The reply is to contain the full listing, repeated exactly, with pictures left out.

### Exercise data
# # # #

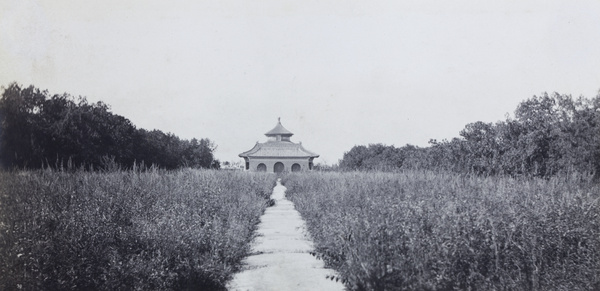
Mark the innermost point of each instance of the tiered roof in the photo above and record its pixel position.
(279, 148)
(279, 130)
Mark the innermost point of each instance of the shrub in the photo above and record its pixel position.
(441, 231)
(154, 230)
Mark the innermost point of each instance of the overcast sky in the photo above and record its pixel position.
(338, 73)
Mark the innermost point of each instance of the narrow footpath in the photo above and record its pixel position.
(280, 258)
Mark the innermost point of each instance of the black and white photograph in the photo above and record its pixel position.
(300, 145)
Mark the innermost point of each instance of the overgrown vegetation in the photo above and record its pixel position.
(126, 230)
(550, 134)
(41, 130)
(420, 230)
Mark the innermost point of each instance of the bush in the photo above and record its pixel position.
(441, 231)
(156, 230)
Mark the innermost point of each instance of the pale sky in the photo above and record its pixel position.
(338, 73)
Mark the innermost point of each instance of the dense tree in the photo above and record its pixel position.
(39, 130)
(548, 135)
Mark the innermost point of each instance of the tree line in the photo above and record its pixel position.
(41, 130)
(549, 134)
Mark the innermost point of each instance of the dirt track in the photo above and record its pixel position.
(280, 258)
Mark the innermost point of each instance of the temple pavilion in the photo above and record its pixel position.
(278, 154)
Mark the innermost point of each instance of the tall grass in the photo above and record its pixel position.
(440, 231)
(126, 230)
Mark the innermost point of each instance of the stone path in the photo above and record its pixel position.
(280, 258)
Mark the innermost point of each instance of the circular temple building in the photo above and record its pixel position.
(278, 154)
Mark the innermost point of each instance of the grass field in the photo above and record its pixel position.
(131, 230)
(439, 231)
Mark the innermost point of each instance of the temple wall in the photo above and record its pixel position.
(270, 163)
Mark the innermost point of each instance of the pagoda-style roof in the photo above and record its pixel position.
(278, 149)
(279, 130)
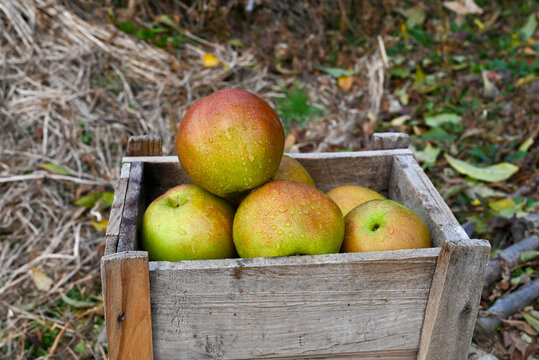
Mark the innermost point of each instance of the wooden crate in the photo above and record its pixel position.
(378, 305)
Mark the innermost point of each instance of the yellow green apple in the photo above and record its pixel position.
(287, 218)
(290, 169)
(348, 197)
(384, 225)
(187, 223)
(229, 142)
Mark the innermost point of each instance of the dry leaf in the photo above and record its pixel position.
(42, 281)
(101, 225)
(210, 60)
(463, 7)
(289, 142)
(346, 82)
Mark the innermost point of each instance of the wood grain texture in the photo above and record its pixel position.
(127, 307)
(387, 141)
(510, 256)
(409, 185)
(454, 299)
(115, 218)
(290, 306)
(133, 209)
(144, 145)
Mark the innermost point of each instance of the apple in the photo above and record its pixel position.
(384, 225)
(187, 223)
(229, 142)
(348, 197)
(290, 169)
(287, 218)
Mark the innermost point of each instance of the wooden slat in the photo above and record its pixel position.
(409, 185)
(387, 141)
(133, 209)
(144, 145)
(290, 306)
(369, 355)
(454, 299)
(127, 307)
(115, 218)
(367, 168)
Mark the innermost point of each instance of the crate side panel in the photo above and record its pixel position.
(410, 186)
(369, 169)
(277, 311)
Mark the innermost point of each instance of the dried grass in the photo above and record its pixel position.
(71, 93)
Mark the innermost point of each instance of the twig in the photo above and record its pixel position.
(507, 306)
(511, 257)
(40, 175)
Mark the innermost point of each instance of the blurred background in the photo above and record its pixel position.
(77, 78)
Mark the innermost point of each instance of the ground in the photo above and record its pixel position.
(78, 78)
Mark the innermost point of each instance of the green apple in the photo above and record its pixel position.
(290, 169)
(348, 197)
(287, 218)
(230, 142)
(384, 225)
(187, 223)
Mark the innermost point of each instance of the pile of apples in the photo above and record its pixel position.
(251, 200)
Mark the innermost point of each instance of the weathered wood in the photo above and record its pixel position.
(388, 141)
(290, 306)
(126, 299)
(369, 355)
(508, 305)
(510, 256)
(454, 299)
(409, 185)
(116, 212)
(133, 209)
(144, 145)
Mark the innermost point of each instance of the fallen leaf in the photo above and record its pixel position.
(529, 27)
(463, 7)
(498, 172)
(529, 255)
(56, 169)
(105, 198)
(337, 72)
(428, 155)
(400, 120)
(502, 204)
(439, 119)
(521, 325)
(528, 79)
(345, 82)
(76, 303)
(41, 280)
(210, 60)
(101, 225)
(489, 89)
(414, 16)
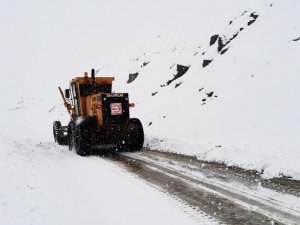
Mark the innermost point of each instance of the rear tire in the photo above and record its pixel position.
(82, 141)
(134, 135)
(71, 135)
(58, 133)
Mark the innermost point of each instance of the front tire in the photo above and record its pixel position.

# # # #

### Answer section
Mark the innermost point of each instance of the tiered roof in the photo above and record its pixel position.
(279, 148)
(279, 130)
Mark the innermost point of each instance of the shrub in the photo above and record its pixel position.
(441, 231)
(154, 230)
Mark the innermost point of each instance of the overcast sky in the photo above and record its pixel position.
(338, 73)
Mark the innermost point of each instance of the narrow footpath in the photo above and record its pixel position.
(280, 258)
Mark the innermost point of each instance of the black and white photograph in the photo above and record its pixel position.
(300, 145)
Mark the innermost point of each instance of the overgrown vegetation in the photo above and record its pixel position.
(126, 230)
(550, 134)
(41, 130)
(420, 230)
Mark the innermost point of each instance of the bush in the photo above and record its pixel position.
(441, 231)
(156, 230)
Mark the innermost point of each instance of the pale sky in the photo above and record its pixel position.
(338, 73)
Mark the innermost point of each instance of the dense tree in the photo above and record its pixel position.
(39, 130)
(548, 135)
Mark the innermost point of each instance of the tree line in the photo above and record its pixel position.
(41, 130)
(549, 134)
Mark the innermost point of each instance of the dirt track in the photo above and record its pixel position.
(280, 258)
Mark the innermost point of each instance of the temple pavilion in the photo above and record its pixel position.
(278, 154)
Mark the innermost point of each instance of the tall grass in the photo above and record its pixel position.
(440, 231)
(126, 230)
Mark the innermost point of each instance of the stone path in the photo above and record its pixel position.
(280, 258)
Mark the innermost point of each instance of the circular temple building in the photo above and record its pixel position.
(278, 154)
Mark the innermost point of each instance of the grass field in the photo above and record its pixel position.
(131, 230)
(439, 231)
Mark the innermost point of each instance of the temple wall in the photo above and record its pixel position.
(270, 163)
Mark the innermost point of each instance of the pagoda-style roof in the photo above and record its pixel position.
(278, 149)
(279, 130)
Mark the innermost point of each instance of the wooden crate in the photo above and record its pixel position.
(378, 305)
Mark the innermost point of each instance of the yellow green apple in the photo above and record its pixel position.
(287, 218)
(290, 169)
(348, 197)
(384, 225)
(187, 223)
(229, 142)
Mark the innermost point of each instance of the dry leaf in the photo above and record its pixel position.
(42, 281)
(101, 225)
(210, 60)
(463, 7)
(289, 142)
(346, 82)
Mark the innermost point of each instance of the wood grain texture in the photo above and record its pixel position.
(127, 307)
(387, 141)
(510, 256)
(409, 185)
(454, 299)
(115, 218)
(290, 306)
(133, 209)
(144, 145)
Mark the innermost point of each instance of the apple in the photo above and record its pixel position.
(384, 225)
(187, 223)
(229, 142)
(348, 197)
(290, 169)
(287, 218)
Mark the innermost point of each instance of the wooden slat in the photo above and record its pixel position.
(409, 185)
(387, 141)
(133, 209)
(144, 145)
(290, 306)
(369, 355)
(454, 299)
(127, 307)
(115, 218)
(367, 168)
Mark the innermost point of each instance of the crate side panel in the photo above and record its pixel position.
(410, 186)
(369, 169)
(277, 311)
Mark the innermost point of each instance of the dried grass in the photo above and record its pixel position.
(71, 93)
Mark the innermost point of each instance of the twig in the photo above and record its pixel position.
(507, 306)
(511, 257)
(40, 175)
Mark the innermost point of each instance of the blurred background in the photo above and record its pixel position.
(77, 78)
Mark the innermost point of each instance of the ground in the photo above and record its pixel position.
(78, 78)
Mark the innermost point of each instance of the green apple in the photo above and record its pixel position.
(290, 169)
(348, 197)
(287, 218)
(230, 142)
(384, 225)
(187, 223)
Mark the innermost point of each instance of the pile of apples in the photo above and record its pixel position.
(251, 200)
Mark the innermost point of each instance of the weathered wood in the photo above and record its pixel position.
(388, 141)
(290, 306)
(126, 299)
(369, 355)
(508, 305)
(510, 256)
(454, 299)
(409, 185)
(116, 212)
(133, 209)
(144, 145)
Mark the innermost point of each instance of the fallen leaf in the photo above and record its pixel position.
(529, 27)
(463, 7)
(498, 172)
(529, 255)
(56, 169)
(105, 198)
(337, 72)
(428, 155)
(400, 120)
(502, 204)
(439, 119)
(521, 325)
(528, 79)
(345, 82)
(76, 303)
(41, 280)
(210, 60)
(101, 225)
(489, 89)
(414, 16)
Mark the innermost point of each instance of the rear tire in the photo above and record its pixel position.
(82, 141)
(134, 135)
(71, 135)
(58, 133)
Mark the innermost point of each instance of the front tire in the photo above and record its pixel position.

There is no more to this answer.